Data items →
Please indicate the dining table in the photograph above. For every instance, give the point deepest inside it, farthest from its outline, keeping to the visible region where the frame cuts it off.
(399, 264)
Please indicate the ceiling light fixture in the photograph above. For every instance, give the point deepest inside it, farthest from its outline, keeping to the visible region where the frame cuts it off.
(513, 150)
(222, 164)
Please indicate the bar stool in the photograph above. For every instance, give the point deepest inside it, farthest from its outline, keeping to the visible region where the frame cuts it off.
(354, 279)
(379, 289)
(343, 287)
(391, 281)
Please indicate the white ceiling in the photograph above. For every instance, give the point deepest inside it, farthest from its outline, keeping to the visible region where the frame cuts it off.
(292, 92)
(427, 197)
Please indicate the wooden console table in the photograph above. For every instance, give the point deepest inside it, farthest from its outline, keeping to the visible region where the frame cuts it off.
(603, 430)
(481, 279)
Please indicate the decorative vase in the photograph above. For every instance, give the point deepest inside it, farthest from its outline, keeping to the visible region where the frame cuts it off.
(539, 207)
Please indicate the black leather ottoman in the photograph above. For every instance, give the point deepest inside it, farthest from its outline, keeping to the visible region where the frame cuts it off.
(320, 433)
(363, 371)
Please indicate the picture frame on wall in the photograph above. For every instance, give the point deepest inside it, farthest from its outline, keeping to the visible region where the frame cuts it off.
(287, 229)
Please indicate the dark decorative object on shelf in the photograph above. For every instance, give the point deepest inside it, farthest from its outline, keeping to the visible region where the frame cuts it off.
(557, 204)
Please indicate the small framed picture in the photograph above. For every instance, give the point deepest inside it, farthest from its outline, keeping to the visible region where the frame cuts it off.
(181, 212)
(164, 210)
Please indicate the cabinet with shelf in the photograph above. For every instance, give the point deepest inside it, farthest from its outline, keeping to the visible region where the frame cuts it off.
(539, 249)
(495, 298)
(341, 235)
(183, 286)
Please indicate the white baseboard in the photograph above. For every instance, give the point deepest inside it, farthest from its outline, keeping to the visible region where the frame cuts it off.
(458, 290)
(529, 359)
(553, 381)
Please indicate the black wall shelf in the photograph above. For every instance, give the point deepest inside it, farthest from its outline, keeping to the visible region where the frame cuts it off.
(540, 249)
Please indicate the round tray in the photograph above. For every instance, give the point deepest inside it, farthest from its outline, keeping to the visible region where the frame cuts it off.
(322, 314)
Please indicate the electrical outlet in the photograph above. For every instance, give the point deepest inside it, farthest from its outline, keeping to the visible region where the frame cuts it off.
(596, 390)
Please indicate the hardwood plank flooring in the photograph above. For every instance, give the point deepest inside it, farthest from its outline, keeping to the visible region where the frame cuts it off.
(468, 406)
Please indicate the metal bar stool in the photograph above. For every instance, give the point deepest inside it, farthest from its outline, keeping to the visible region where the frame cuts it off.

WHAT IS EXPECTED → Return all of the data precisely as it appears.

THE SOLUTION →
Please indicate the dining table in the photograph above. For every instance, give the point deepest inside it, farthest from its outline, keeping to the visible region where the frame cuts it off.
(399, 264)
Please indicate the ceiling light fixture in the photograph above. For every instance, give the point deepest inside it, farthest from its outline, keeping to the visible region where the frame cuts it off.
(513, 150)
(222, 164)
Please indicate the bar stool in the photograph above. For every instance, give the point deepest inside it, farthest from its outline, keeping to the visible region where the frame cuts it off.
(354, 279)
(379, 289)
(343, 287)
(391, 281)
Please indicate the white ceiling in the photograph above. For every instance, give the point deepest inside it, farthest from its outline, keeping to the visible region where the frame cuts it off.
(292, 92)
(427, 197)
Please indicate the wooden console table in the photograph above. For every instance, give the point deepest inside it, farthest from its outline, keeping to the visible region where the frame cuts it off.
(603, 430)
(481, 279)
Please indicate the decorative vase in the photograph above. For every instance, give the point deepest inside it, farthest from its outline, keeping to the visible region where the frame cuts it off.
(539, 207)
Please indicate the black leather ottoman in the photograph above. For every instance, give the point deepest inside it, farthest from its outline, keeping to the visible region where the frame cuts it off.
(320, 433)
(363, 371)
Please indicate the picture frame on wall in the photograph above. For every instance, give the point deepest inside it, farthest from its outline, keeping to the visible region where the frame cuts it off.
(287, 229)
Please indicate the dark decorative object on shelf in the photograph above. For every instance, give the point deepest inside it, farthest from its outline, keeping to the visible region where the frame cuts it off.
(557, 204)
Please indicate the small framed picture in the photograph above. For every instance, give the point deepest inside it, farthest from its outline, keeping to the visible region where the frame cuts it off.
(181, 212)
(164, 210)
Please indicate the cabinet with shelf in the photograph above. For every instance, give the point deepest inside it, farthest from its outline, keeping to the visible region where the frame cuts it off.
(539, 249)
(495, 298)
(341, 235)
(183, 286)
Please indicate the white baseboard in the photograph above. For every instance, give the point deepest inside it, farthest from its outline, keeping to the visible region where the frame cuts it off.
(458, 290)
(529, 359)
(553, 381)
Please indicate the black wall shelf in the photograph above. For every instance, give the point deepest inside it, farthest from its outline, keeping to the visible region where the frame cuts it off.
(540, 249)
Please indicate the round tray in the photograph above. For every instance, give the point deepest inside it, farthest from its outline, keeping to the visible region where the frame cuts it off.
(322, 314)
Please indicate the electrical outlet in the photograph above. For every instance, give the point deepest inside it, farthest from its outline, keeping to the visible region where the frame cuts it off.
(596, 390)
Please indicate the hardwood plank flooring in the photograph above. For every instance, give the point deepest inside it, farthest from its outline, keeping to the visible region where the frame cuts it off.
(468, 406)
Please indicate the metal bar stool in the photograph above. For every instance, give the point deepest inside it, farthest from its outline, keeping to the visible region where the frame cuts it off.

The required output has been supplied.